- **DOCUMENT EXTRACT**
It's an overreactive approach that probably needs some fine-tuning now that he's gone from the Walmart of big-box media markets to a comparative mom-and-pop operation in Cleveland. Mangini will have to start disclosing injuries once the season starts, per the NFL's policy. But the damage has already been done. Mangini brought a stable of national media critics with him to Cleveland, a piece of fallout from his Jets days. Once he arrived in Cleveland, he was faced with a local media throng used to the laid-back stylings of Romeo Crennel, now forced to deal with a far more controlling presence in the head coach's chair.

The net result is that Mangini and the media are often at odds, and we as fans are left to pick through the media coverage of this team to try and discern the truth from the coverage that has been slanted by the media's overall negative opinion of Mangini. It can be difficult at times.

In Sports Illustrated's 2009 season preview, Peter King infamously predicts the Browns will finish an NFL-worst 2-14 despite having one of the league's easiest schedules. Keep in mind that despite an ongoing quarterback controversy and the frequent game mismanagement of Crennel and his staff, injuries were the main reason the Browns finished 4-12 last season. Once Ken Dorsey and Bruce Gradkowski had to play out the string as the starting QBs, an 0-6 finish was signed, sealed and delivered. Put either Derek Anderson or Brady Quinn under center for those final six games, and I firmly believe the Browns do not go 4-12.

King's prediction, which I believe is a two-numbered way of saying "I hate Eric Mangini and hope he fails miserably with the Browns" is offset by a team preview capsule in which author Ben Reiter paints a picture of Mangini as a hard-working coach who is trying to instill discipline in his players while attempting to relate to them in a more positive fashion than he did in New York.

Plain Dealer beat reporter Tony Grossi has been arguably the pre-eminent authority on the Browns for more than 20 years. He has earned his standing as the go-to guy for print Browns coverage, but even he has let his irritation with Mangini seep into his writing, referring to Mangini's practice of not disclosing injuries as "mind games," and flippantly commenting that "The Browns will not confirm their final record until some time in March" in his '09 season predictions. (Grossi pegs the Browns at 6-10.)

- **GIVEN DATA**
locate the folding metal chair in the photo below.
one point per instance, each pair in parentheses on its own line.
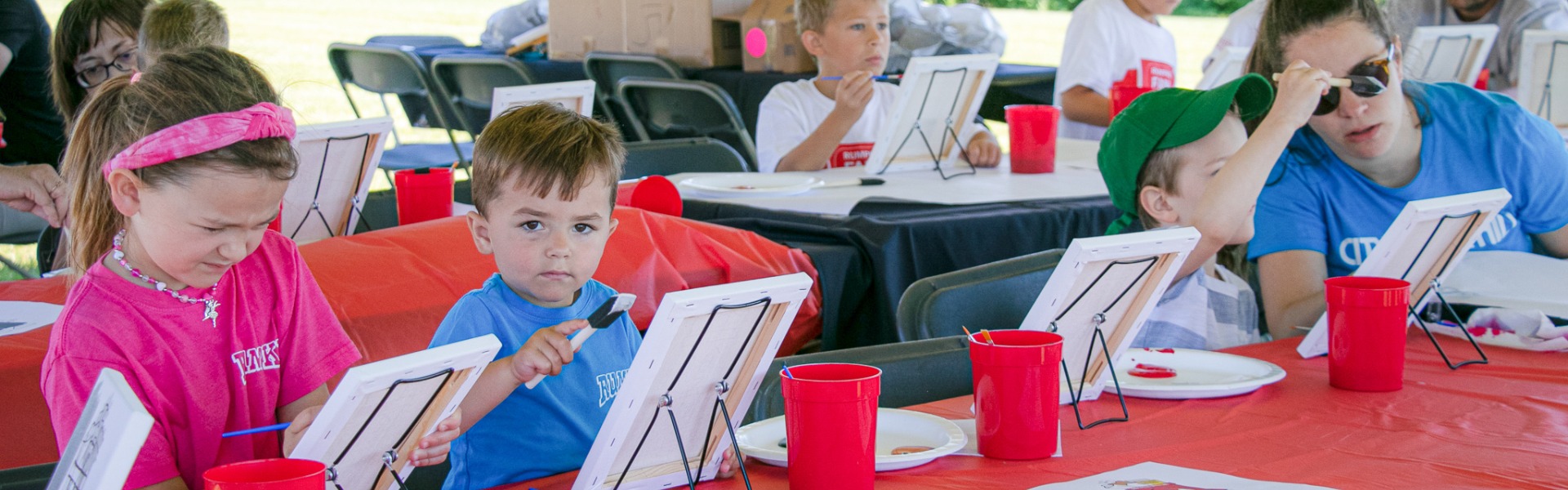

- **WHAT THIS EXERCISE ASKS**
**1.** Answer from the text about Mangini and the Browns media:
(a) What record does Peter King predict for the Browns?
(b) Who wrote the Sports Illustrated team preview capsule?
(c) For how long has Tony Grossi been arguably the pre-eminent authority on the Browns?
**2.** Please summarize the text about Mangini and the Browns media in two sentences.
**3.** Translate this sentence from the text about Mangini and the Browns media into Spanish: "Mangini will have to start disclosing injuries once the season starts, per the NFL's policy."

- **EXPECTED OUTPUTS**
**1.**
(a) 2-14
(b) Ben Reiter
(c) More than 20 years

**2.** Mangini's controlling approach, including not disclosing injuries, has left him often at odds with the Cleveland media, so fans must pick through slanted coverage to find the truth. Peter King predicts a 2-14 finish and Tony Grossi lets his irritation show, while Ben Reiter portrays Mangini as a hard-working coach trying to instill discipline.

**3.** Mangini tendrá que empezar a revelar las lesiones una vez que comience la temporada, según la política de la NFL.